**Supplied entries:**

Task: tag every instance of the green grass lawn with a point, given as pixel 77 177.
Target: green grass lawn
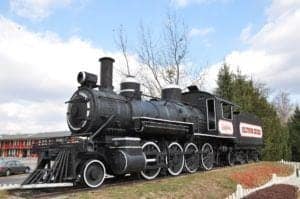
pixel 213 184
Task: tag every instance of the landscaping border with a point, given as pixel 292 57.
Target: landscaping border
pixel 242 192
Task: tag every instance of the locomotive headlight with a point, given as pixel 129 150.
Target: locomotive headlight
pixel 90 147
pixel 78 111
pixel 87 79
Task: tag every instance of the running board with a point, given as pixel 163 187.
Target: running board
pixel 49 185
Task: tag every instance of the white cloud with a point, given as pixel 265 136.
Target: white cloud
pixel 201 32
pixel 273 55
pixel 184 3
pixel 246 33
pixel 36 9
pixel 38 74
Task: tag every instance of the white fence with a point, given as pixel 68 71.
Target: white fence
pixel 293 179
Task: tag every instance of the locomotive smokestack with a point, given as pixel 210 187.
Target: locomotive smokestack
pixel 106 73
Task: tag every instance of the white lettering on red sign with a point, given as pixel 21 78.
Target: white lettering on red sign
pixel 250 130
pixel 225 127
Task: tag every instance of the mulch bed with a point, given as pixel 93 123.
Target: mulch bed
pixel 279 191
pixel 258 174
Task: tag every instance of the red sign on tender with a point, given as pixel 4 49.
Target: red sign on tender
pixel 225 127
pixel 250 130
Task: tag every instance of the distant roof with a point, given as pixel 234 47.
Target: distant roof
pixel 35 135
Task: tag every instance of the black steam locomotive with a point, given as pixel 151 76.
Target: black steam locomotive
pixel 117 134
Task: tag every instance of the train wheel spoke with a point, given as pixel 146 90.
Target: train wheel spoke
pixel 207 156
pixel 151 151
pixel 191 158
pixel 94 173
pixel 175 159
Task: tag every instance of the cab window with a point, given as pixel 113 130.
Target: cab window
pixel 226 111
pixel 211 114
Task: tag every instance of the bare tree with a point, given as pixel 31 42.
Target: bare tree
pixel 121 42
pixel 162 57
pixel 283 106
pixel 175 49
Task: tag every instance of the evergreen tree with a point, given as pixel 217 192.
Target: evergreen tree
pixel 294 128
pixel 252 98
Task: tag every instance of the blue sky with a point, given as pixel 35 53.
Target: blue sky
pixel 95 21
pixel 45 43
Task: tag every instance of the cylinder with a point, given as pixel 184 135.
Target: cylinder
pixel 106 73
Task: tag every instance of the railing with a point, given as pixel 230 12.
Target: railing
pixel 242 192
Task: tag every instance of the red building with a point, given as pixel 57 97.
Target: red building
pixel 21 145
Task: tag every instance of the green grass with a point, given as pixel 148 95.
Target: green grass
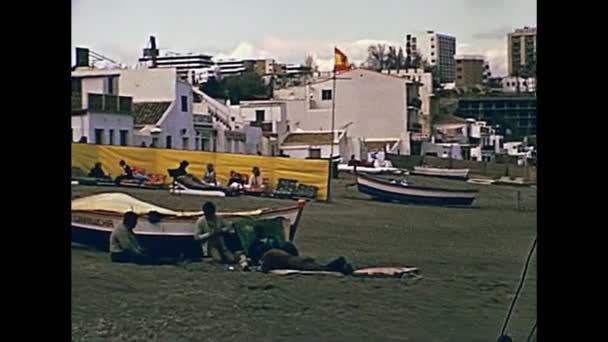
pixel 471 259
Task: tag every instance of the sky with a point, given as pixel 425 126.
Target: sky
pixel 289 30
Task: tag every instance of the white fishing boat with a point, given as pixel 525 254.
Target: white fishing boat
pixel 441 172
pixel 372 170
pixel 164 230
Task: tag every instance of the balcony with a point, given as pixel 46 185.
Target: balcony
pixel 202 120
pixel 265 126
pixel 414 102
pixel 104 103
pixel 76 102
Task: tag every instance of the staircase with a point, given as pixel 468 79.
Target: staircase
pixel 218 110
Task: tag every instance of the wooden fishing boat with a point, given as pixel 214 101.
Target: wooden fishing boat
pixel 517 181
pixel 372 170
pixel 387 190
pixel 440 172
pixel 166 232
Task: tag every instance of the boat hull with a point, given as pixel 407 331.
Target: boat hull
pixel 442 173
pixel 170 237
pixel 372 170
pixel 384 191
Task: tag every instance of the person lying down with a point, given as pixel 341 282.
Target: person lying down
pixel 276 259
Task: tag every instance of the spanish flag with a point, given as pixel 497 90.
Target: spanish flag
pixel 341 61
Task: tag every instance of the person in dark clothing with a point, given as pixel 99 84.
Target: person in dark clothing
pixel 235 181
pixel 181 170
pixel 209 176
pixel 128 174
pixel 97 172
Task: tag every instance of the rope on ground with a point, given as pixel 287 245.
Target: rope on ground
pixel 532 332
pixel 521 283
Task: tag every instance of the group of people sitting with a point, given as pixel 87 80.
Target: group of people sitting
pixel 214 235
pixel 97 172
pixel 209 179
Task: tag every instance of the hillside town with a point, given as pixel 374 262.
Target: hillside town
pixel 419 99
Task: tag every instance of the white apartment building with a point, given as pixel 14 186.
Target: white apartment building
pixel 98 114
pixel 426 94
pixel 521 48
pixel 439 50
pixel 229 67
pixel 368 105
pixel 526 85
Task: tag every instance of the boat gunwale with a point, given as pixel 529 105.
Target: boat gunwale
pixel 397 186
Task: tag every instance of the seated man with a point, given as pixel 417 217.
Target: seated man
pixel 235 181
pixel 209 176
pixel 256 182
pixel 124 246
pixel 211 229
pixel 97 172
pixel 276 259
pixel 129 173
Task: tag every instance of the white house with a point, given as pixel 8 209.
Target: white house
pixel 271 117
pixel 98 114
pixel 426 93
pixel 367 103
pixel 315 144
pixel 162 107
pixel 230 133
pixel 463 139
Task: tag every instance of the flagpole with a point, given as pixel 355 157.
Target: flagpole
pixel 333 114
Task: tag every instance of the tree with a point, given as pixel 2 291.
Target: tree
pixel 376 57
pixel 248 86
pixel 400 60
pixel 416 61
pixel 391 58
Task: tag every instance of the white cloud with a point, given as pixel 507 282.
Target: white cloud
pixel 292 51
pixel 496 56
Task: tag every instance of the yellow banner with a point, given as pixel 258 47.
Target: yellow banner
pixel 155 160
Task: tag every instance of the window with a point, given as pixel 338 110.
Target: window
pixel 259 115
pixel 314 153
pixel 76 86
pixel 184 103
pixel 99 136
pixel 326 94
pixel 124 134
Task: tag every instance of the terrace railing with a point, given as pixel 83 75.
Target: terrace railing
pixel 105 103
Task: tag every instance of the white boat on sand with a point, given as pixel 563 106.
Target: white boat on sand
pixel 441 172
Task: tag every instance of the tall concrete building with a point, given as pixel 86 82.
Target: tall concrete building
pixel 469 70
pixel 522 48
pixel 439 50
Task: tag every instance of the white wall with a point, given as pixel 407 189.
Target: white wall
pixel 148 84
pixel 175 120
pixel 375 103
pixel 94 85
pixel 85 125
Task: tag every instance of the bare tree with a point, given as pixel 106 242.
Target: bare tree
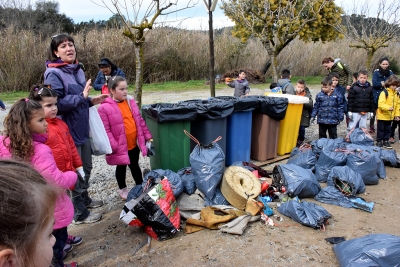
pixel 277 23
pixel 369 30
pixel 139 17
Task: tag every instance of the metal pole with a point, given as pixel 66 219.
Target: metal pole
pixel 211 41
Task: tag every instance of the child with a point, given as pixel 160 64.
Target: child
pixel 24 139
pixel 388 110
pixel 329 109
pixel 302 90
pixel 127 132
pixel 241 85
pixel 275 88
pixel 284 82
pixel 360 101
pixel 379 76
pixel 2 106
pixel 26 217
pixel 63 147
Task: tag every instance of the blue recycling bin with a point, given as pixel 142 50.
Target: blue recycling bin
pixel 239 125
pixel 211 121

* * *

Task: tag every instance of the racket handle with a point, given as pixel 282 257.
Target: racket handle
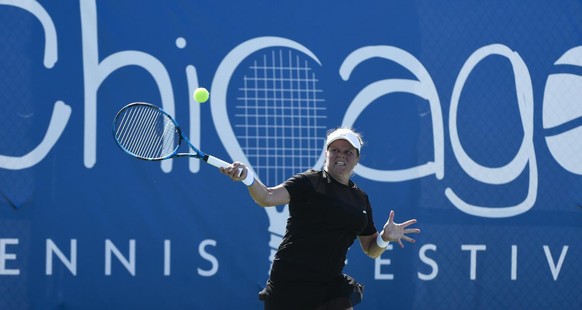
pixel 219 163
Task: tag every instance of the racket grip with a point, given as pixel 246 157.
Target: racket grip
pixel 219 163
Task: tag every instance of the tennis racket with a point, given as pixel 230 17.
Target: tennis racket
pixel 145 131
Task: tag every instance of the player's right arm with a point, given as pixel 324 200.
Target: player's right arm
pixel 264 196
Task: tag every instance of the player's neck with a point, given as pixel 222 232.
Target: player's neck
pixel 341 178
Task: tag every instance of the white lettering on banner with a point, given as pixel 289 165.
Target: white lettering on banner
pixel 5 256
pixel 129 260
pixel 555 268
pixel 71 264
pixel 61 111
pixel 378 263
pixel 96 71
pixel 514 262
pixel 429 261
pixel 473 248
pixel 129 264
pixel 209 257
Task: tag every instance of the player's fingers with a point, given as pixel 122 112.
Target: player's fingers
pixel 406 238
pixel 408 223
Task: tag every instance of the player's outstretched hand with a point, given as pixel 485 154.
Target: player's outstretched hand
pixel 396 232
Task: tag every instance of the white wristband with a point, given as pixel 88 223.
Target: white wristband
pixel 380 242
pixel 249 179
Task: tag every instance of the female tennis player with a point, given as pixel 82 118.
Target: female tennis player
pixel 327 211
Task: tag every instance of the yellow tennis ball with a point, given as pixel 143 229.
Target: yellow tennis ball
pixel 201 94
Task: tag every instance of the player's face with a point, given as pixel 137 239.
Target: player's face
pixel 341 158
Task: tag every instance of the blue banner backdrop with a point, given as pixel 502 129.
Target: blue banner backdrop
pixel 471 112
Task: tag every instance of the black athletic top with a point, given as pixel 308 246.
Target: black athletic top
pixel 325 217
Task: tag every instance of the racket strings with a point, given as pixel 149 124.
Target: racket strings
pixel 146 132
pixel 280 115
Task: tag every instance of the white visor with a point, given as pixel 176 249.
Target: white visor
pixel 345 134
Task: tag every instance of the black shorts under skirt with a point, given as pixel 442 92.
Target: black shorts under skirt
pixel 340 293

**Task directions:** Starting at the line containing "Task: tag every instance of the flagpole" and ending at the line containing "pixel 155 160", rewrite that part of the listing with "yellow banner" swapped for "orange banner" and everything else unchanged.

**Correct result:**
Task: tag every instance of the flagpole with a point, given as pixel 355 157.
Target: flagpole
pixel 333 114
Task: tag every instance of the tree with a point, given as pixel 2 291.
Target: tree
pixel 376 57
pixel 248 86
pixel 400 60
pixel 416 61
pixel 391 58
Task: tag every instance of the white cloud with a point, given as pixel 507 282.
Target: white cloud
pixel 292 51
pixel 496 56
Task: tag every instance of the orange banner with a point, given as pixel 258 47.
Target: orange banner
pixel 155 160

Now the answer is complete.